--- Estratto del testo ---

Tutela del territorio e della risorsa idrica

Quindici miliardi sono previsti per una serie di misure volte alla protezione del territorio, a fronte dei cambiamenti climatici e delle fragilità idrogeologiche del paese. Viene previsto un sistema integrato di monitoraggio e previsione dei rischi, con sensori, dati satellitari ed elaborazione analitica delle informazioni. Inoltre, ci si propone l’obiettivo di redigere un piano di ripristino di aree protette.

Capacità previsionale (0,5 mld).

Viene finanziata un sistema di monitoraggio che consenta di individuare e prevedere i rischi sul territorio: sistemi di osservazione satellitare, droni, sensoristica da remoto; sale controllo regionali, reti di telecomunicazione a funzionamento continuo, cybersecurity.

Dissesto idrogeologico e sua vulnerabilità (8,5 mld)

Vengono previste fondamentalmente due azioni, con un impiego significativo di risorse (la seconda, di ben 6 miliardi), che vengono lasciate sostanzialmente vaghe.

  • Rischio alluvione (2,5 mld) – messa in sicurezza da frane o rischi allagamento e misure non strutturali previste dai piani di gestione del rischio idrico e di alluvione, focalizzati sul mantenimento del territorio, sulla riqualificazione, sul monitoraggio e sulla prevenzione.
  • Resilienza e efficienza energetica (6 mld) – i lavori riguarderanno un insieme eterogeneo di interventi (di portata piccola e media) da effettuare nelle aree urbane la messa in sicurezza del territorio, la sicurezza e l’adeguamento degli edifici, l’efficienza energetica e i sistemi di illuminazione pubblica.

---

Esercizi:
• A. Traduci in inglese questa frase del testo sulla tutela del territorio: "Viene previsto un sistema integrato di monitoraggio e previsione dei rischi, con sensori, dati satellitari ed elaborazione analitica delle informazioni."
• B. Prosegui il testo sulla tutela del territorio e della risorsa idrica dopo la sua ultima frase.

--- Dati ---

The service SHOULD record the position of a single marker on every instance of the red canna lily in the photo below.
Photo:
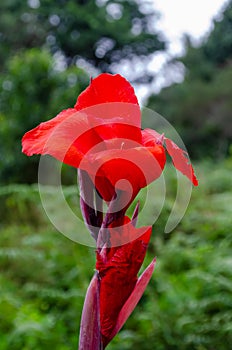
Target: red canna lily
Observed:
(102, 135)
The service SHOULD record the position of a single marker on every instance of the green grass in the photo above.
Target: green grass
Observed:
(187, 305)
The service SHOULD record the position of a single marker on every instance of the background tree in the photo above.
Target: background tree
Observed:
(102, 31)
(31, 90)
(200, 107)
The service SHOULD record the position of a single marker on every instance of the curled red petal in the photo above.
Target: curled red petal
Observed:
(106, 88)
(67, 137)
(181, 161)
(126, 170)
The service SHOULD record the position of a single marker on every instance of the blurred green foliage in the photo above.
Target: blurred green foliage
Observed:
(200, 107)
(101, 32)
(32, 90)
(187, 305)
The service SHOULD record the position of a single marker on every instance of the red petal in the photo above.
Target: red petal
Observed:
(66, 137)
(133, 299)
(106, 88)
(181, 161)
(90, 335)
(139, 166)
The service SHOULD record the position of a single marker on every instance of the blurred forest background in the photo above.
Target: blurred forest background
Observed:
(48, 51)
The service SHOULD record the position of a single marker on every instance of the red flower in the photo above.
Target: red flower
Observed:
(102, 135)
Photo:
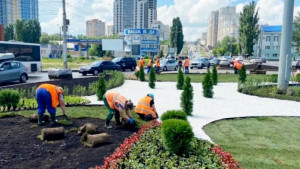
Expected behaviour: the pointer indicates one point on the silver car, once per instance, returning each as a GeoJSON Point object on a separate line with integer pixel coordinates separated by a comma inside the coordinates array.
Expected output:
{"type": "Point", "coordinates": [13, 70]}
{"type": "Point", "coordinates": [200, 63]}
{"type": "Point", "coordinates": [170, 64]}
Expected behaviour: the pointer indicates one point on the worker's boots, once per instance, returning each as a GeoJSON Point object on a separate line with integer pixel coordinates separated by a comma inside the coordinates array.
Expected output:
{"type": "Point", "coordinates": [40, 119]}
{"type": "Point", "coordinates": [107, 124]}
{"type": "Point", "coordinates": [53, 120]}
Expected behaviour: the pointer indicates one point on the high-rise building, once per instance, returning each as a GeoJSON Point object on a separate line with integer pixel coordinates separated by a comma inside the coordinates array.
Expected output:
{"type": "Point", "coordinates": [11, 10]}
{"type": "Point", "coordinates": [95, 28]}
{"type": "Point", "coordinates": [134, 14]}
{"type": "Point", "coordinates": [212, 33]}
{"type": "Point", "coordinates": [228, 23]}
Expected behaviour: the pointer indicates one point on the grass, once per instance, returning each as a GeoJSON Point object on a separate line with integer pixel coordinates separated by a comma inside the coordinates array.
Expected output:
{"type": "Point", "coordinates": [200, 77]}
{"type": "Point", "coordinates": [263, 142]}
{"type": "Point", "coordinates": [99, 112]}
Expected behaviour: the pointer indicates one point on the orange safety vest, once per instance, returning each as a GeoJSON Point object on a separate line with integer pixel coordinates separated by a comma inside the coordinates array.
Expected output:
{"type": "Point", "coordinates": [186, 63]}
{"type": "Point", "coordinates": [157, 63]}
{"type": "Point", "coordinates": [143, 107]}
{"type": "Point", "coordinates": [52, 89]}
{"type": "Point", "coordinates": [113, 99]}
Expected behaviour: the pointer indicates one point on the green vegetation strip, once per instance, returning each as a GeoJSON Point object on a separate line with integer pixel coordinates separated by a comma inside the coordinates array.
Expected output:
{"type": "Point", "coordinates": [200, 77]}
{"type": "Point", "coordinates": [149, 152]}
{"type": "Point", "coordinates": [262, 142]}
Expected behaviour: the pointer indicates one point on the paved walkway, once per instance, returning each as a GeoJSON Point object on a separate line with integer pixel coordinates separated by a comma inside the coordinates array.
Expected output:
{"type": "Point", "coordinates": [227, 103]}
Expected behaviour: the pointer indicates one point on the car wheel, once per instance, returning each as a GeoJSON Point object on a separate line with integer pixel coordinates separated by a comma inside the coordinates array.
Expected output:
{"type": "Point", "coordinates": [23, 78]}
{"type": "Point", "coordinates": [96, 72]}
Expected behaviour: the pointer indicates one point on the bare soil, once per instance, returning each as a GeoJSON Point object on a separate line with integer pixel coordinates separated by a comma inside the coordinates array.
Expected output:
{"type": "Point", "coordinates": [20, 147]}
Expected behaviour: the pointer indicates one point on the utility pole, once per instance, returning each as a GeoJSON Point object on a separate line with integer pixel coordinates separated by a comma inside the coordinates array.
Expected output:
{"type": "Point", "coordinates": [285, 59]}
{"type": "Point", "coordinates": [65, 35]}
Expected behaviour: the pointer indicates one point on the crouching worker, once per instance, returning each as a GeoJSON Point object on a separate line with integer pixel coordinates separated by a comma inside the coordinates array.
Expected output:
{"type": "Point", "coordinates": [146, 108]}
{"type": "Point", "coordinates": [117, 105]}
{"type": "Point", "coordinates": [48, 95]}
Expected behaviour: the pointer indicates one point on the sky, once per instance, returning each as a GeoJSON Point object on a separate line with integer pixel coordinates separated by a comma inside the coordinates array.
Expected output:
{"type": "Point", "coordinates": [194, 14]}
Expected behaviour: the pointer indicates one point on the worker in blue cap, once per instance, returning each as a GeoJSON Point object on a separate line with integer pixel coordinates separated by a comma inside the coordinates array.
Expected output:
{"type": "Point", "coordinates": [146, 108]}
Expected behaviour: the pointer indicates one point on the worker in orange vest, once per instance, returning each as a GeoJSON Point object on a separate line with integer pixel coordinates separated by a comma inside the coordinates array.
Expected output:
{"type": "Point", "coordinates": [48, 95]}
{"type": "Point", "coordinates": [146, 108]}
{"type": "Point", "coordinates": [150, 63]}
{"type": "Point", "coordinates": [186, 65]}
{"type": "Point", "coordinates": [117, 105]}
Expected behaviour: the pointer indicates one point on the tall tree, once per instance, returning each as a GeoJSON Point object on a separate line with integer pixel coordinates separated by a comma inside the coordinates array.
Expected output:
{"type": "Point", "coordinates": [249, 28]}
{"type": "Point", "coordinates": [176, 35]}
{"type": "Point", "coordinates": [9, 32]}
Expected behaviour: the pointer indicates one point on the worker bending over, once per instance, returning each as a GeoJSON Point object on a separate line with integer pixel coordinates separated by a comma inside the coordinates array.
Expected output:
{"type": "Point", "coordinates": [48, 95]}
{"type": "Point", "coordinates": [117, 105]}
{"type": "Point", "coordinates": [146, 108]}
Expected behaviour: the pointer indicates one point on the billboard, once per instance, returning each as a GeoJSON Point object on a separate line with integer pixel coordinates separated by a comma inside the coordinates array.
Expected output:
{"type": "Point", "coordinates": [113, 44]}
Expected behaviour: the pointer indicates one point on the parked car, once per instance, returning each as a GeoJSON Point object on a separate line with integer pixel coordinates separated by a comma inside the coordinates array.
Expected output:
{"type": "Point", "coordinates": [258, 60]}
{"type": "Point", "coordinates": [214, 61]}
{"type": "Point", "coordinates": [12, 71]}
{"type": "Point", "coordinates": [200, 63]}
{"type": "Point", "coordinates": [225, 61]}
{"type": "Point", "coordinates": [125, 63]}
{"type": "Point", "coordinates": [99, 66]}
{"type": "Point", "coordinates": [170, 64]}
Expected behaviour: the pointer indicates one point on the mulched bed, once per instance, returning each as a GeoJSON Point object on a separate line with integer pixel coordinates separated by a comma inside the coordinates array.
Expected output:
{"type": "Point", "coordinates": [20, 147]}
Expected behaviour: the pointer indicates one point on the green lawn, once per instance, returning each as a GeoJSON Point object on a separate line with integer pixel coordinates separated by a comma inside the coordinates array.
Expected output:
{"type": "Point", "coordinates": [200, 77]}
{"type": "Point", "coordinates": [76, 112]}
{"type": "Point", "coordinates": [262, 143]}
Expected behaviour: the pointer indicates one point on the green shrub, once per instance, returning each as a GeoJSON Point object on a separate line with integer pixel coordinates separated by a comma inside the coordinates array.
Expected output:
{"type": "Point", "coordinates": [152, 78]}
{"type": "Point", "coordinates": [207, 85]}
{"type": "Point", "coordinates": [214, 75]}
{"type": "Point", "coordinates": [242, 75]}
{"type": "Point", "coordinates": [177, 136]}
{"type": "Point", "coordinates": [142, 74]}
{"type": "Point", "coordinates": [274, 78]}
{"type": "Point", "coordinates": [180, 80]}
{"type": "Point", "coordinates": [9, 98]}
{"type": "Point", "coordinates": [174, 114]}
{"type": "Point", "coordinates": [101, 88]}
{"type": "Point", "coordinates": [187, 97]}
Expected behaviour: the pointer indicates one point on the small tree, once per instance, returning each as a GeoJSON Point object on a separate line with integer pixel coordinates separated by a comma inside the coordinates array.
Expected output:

---

Le risposte:
• A. An integrated system for monitoring and forecasting risks is planned, with sensors, satellite data and analytical processing of information.

• B.
Salvaguardare aria e biodiversità con una serie di specifiche misure di tutela ambientale (1,69 mld).

  • Verde urbano (0,3 mld) – interventi su 14 città metropolitane per sviluppare boschi urbani e periurbani, piantando almeno 6,6 milioni di alberi (6.600 ettari di foreste urbane).
  • Digitalizzazione dei parchi nazionali (0,1 mld) – conservazione, servizi ai visitatori, semplificazione amministrativa e monitoraggio nei 24 parchi nazionali e nelle 31 aree marine protette.
  • Rinaturazione dell’area Po (0,4 mld) – riqualificazione del corso del Po, ricreando zone naturali.
  • Bonifiche (0,5 mld) – interventi in aree inquinate, per dare al terreno un secondo uso, favorendo il suo reinserimento nel mercato immobiliare e riducendo l’impatto ambientale.
  • Aree marine (0,4 mld) – intervento di mappatura dei fondali marini per il ripristino degli habitat (navi da ricerca aggiornate), con l’obiettivo del 90% dei sistemi mappati e monitorati, il 20% restaurati.

Risorse idriche (4,4 mld).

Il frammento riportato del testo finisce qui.